Task details =>
Rewrite the records below with every "Labeling rule" changed to "Marking rule", keeping everything else the same.

Material =>
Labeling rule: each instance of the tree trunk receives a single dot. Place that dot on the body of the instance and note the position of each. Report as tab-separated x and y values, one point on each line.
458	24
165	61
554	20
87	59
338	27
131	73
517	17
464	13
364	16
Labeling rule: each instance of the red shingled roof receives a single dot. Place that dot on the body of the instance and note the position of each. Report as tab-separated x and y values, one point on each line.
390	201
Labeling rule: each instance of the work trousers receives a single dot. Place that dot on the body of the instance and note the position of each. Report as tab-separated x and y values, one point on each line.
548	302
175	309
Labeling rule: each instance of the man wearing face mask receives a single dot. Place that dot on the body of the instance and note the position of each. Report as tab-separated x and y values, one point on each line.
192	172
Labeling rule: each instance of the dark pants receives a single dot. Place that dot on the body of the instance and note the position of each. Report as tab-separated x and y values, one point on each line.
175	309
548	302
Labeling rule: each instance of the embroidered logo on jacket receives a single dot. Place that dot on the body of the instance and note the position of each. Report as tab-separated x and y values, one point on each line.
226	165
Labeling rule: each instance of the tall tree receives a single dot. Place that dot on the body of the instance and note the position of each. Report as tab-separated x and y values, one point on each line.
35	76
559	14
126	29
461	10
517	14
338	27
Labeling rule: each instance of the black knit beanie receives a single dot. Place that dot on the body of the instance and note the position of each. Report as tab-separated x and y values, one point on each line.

Written answer =>
Marking rule: each instance of the tree trunk receives a single dot. Place that dot on the body of the instance and note the position of each. Report as tab-separated x and y values, one point on each line.
458	24
165	61
554	20
87	59
338	27
131	73
517	17
464	13
364	16
Marking rule: each instance of the red shingled roof receives a single dot. Place that dot on the body of the instance and note the position of each. Report as tab-separated x and y values, one point on each line.
390	201
Marking rule: each instance of the work trousers receives a single dot. Place that dot on the body of the instance and note the position of each. Report as tab-separated x and y values, one point on each line.
548	302
175	309
Marking rule: each instance of the man wearing face mask receives a single dot. Place that dot on the body of the instance and note the position of each. Report as tab-separated x and y values, one point on each line.
192	172
Marking rule: each instance of the dark pants receives a single dot. Place that dot on the body of the instance and note the position of each. Report as tab-separated x and y values, one point on each line.
175	309
548	302
Marking rule: each instance of the embroidered logo on jacket receives a single dot. Place that dot on the body of the instance and note the position of each. Report as tab-separated x and y values, one point on each line.
226	165
Marking rule: each instance of the tall tree receives a single dot. Place that dot on the body of the instance and note the position of each. Report as tab-separated x and y values, one point on each line.
35	76
559	14
126	29
461	10
517	14
338	27
Marking rule: each instance of the black knit beanie receives a single dot. Place that dot on the body of the instance and note the position of each. Report as tab-separated x and y values, one point on each line.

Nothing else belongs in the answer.